WRITTEN REQUEST:
Output every line of the records below verbatim, omitting the pictures.

[Data block]
--------------------------------
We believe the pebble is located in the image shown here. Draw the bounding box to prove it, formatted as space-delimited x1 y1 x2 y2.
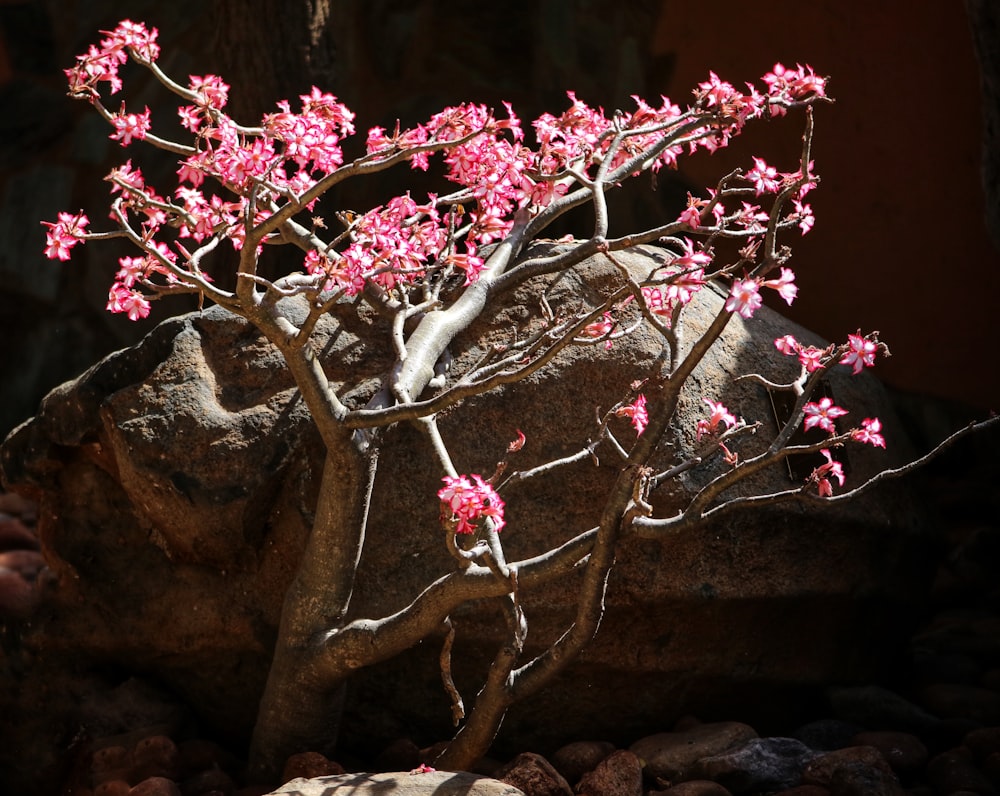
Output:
802 746 903 796
551 741 615 785
629 721 757 784
829 685 940 735
128 777 182 796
--------------------------------
THE OUTPUT:
We believe the pebble is located in the image shown here. Draw the bounding box to prove it, formatted as space-delimited x1 y1 x2 y2.
Output:
802 746 903 796
551 741 615 785
629 721 757 784
829 685 940 735
128 777 182 796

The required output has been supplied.